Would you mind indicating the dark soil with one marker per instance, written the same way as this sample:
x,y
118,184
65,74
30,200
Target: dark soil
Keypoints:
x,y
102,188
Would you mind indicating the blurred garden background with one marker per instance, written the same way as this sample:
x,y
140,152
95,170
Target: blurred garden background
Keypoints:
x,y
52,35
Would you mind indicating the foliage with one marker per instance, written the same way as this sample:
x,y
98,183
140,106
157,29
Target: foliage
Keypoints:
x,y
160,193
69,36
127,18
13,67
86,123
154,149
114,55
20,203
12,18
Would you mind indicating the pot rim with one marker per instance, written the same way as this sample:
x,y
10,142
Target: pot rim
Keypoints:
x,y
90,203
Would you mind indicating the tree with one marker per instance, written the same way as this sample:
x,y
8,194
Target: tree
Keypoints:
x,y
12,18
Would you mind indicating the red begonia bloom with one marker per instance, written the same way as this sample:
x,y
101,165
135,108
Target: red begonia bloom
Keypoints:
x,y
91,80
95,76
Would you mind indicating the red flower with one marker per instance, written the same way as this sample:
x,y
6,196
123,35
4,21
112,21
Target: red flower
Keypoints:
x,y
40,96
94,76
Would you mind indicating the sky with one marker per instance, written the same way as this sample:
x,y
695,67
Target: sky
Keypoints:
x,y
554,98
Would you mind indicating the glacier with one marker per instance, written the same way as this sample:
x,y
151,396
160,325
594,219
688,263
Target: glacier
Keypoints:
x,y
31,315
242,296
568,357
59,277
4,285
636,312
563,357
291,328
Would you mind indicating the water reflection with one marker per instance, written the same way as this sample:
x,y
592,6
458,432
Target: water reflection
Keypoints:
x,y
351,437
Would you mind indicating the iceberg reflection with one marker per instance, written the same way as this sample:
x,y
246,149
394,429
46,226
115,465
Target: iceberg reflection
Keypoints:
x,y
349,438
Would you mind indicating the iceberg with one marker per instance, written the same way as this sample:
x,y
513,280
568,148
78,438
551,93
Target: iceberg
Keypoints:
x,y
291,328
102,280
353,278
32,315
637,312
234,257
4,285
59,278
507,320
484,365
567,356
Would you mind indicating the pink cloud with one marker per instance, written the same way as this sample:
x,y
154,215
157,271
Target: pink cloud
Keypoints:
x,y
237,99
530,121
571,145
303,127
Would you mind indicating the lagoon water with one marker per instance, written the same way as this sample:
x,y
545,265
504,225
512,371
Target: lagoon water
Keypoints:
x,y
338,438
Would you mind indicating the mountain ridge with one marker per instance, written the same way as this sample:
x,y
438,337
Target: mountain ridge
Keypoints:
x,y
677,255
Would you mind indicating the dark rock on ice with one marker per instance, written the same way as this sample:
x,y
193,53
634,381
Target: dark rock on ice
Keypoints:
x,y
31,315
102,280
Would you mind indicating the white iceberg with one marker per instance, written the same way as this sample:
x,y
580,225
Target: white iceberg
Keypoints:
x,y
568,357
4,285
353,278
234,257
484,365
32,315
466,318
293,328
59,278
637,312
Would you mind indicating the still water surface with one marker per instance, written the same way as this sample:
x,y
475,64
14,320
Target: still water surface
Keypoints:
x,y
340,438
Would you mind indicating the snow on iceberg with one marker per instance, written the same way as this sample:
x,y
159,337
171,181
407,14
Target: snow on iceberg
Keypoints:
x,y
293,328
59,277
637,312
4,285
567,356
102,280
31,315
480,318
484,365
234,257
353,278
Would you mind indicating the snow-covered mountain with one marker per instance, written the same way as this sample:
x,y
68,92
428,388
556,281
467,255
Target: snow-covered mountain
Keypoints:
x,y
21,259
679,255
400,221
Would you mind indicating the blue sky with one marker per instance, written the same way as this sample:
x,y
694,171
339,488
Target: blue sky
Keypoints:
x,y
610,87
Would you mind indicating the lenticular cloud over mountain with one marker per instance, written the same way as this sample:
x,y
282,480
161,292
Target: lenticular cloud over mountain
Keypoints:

Aim of the task> Output the entries exactly.

Written answer>
Would you mind indicating the dark soil with one marker per instance, written the same way as this sample:
x,y
118,184
65,74
30,200
Target: dark soil
Keypoints:
x,y
102,188
Would you mind indicating the blurred garden background with one marker per instance, written the same way as this sample:
x,y
140,152
95,170
Target: blurred garden background
Keypoints:
x,y
52,35
Would you mind indicating the foliage with one marker per instance, written the same way as this sample:
x,y
98,183
140,106
157,29
Target: foliage
Keypoints:
x,y
160,193
69,36
127,18
13,67
86,123
154,149
114,55
20,203
12,18
Would you mind indicating the pot rim with one marker per instance, written the same way as this sample:
x,y
10,142
Target: pot rim
Keypoints:
x,y
90,203
Would you mind indicating the tree with one marker per instance, written the same way as this sample:
x,y
8,194
Target: tree
Keypoints:
x,y
12,18
Would you mind indicating the red begonia bloom with one marker per instance, written the same way as this sample:
x,y
101,165
135,108
Target: red begonia bloom
Keypoints:
x,y
91,80
95,76
Would you mind indicating the red flower with one marker per instance, written the same way as this sample:
x,y
6,196
123,35
4,21
112,21
Target: red flower
Keypoints:
x,y
40,96
94,76
Would you mind indicating the sky with one marker per instance, written the same way as this sample:
x,y
695,67
Target: sky
Keypoints:
x,y
554,98
Would you mind indicating the glacier with one marker per instance, written the same way as this sample:
x,y
151,396
160,325
594,219
688,263
Target: glacier
Keypoints:
x,y
31,315
242,296
568,357
59,277
4,285
636,312
563,357
291,328
Would you mind indicating the water reflection with one marker per instance, written the same way as this sample:
x,y
592,6
458,432
Target: water reflection
Keypoints:
x,y
351,437
Would you mind indicating the iceberg reflection with one marker per instance, written the same way as this sample:
x,y
246,149
394,429
46,226
115,465
Target: iceberg reflection
Keypoints:
x,y
349,438
Would you mind indicating the iceberg with one marker per instance, written the same way as this sample:
x,y
513,280
568,148
78,438
551,93
Target: iceberg
Keypoints:
x,y
291,328
102,280
353,278
32,315
637,312
234,257
4,285
59,278
507,320
484,365
567,356
Would you mind indicating the pink cloud with one marker per instance, written the same way as this sample:
x,y
154,215
157,271
Target: pink cloud
Keypoints:
x,y
237,99
530,121
571,145
303,127
Would you mind indicating the lagoon water with one marker per instance, written the same way as this sample:
x,y
545,265
504,225
512,371
Target: lagoon water
Keypoints:
x,y
338,438
Would you mind indicating the mountain ridge with one marker per instance, written the same way as this sample:
x,y
438,337
Target: mountain ridge
Keypoints:
x,y
677,255
Would you mind indicating the dark rock on ice with one marker per instance, written the same way as this sample:
x,y
193,53
634,381
Target: dark rock on ice
Keypoints:
x,y
31,315
102,280
Would you mind indicating the white iceberg with one marker per instance, written the same way as this sample:
x,y
580,225
Target: white iceberg
Keypoints:
x,y
568,357
4,285
353,278
234,257
484,365
32,315
466,318
293,328
59,278
637,312
Would you mind indicating the still water surface with one marker per instance, written the same way as this sample:
x,y
475,64
14,320
Target: still water surface
Keypoints:
x,y
340,438
Would you mind indicating the snow on iceberg with one marker per instance, written the same way as this sample:
x,y
159,337
171,181
407,14
Target: snow on iceberg
Keypoints:
x,y
293,328
59,277
637,312
4,285
567,356
102,280
31,315
480,318
484,365
234,257
353,278
Would you mind indicating the snow-covered mountain with one marker per instance, written the same way as this sample:
x,y
68,92
428,388
556,281
467,255
Target: snow-covered mountain
Keypoints:
x,y
21,259
679,255
400,221
Would you mind indicating the blue sky with one marker per instance, written the same way as this sample:
x,y
694,171
339,488
Target: blue sky
Keypoints:
x,y
610,87
Would you mind indicating the lenticular cloud over mountain with one marker per instance, written the same way as this sample:
x,y
282,480
161,292
Target: lenticular cloud over mountain
Keypoints:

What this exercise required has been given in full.